──────── Texto proporcionado

Job comienza su prueba, resiste hasta el final aferrándose a una única esperanza: que Dios comparezca en el banquillo de los acusados. Al final de su cántico y de su prueba, Dios entra en escena. Pero no se sienta en la sala del tribunal, no responde a las preguntas de Job y le hace enmudecer con su omnipotencia.

Tal vez sea este el momento crucial de la prueba de Job. En nombre de su esperado Dios-del-todavía-no, que no comparece, Job podría haber condenado y maldecido al Dios que ha venido. Y con ello el Satán habría ganado el desafío. Sin embargo Job, a pesar de no encontrar al Dios que esperaba, sigue bendiciendo a Elohim: “Escucha, deja que yo hable; voy a interrogarte y tú me instruirás. Yo te conocía sólo de oídas, mas ahora te han visto mis ojos. Por eso me retracto y me arrepiento en el polvo y la ceniza” (42,5-6).

────────────────
──────── Datos de origen

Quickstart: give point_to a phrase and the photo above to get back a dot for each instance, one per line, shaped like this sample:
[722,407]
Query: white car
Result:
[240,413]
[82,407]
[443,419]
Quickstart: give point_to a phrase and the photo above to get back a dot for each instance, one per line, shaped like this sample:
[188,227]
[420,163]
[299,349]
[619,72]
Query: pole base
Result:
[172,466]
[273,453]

────────────────

• [Tareas pendientes]
- 1) Reproduzca sin cambios el pasaje del texto sobre Job que empieza en “Job comienza su” y concluye en “con su omnipotencia.”.
- 2) Prosiga el texto sobre la prueba de Job a partir de su última oración.
Las líneas no desempeñan ningún papel en este ejercicio.

• [Ejercicios resueltos]
- 1)
Job comienza su prueba, resiste hasta el final aferrándose a una única esperanza: que Dios comparezca en el banquillo de los acusados. Al final de su cántico y de su prueba, Dios entra en escena. Pero no se sienta en la sala del tribunal, no responde a las preguntas de Job y le hace enmudecer con su omnipotencia.

- 2)
Job supera la última tentación y Dios gana su apuesta contra el Satán. Job no maldice al Dios que no responde a sus preguntas y se muestra incapaz de tomarse verdaderamente en serio los porqués más difíciles y más verdaderos del hombre y de los pobres inocentes. Por fin, Job ‘ve’ a Dios, pero en realidad vuelve a ver al Dios que ya conocía en su juventud, no ve el rostro nuevo y distinto que anhelaba. El Goel, el avalista que había pedido desesperadamente, no ha venido, Dios no ha mostrado un rostro distinto, que todavía sigue desconocido.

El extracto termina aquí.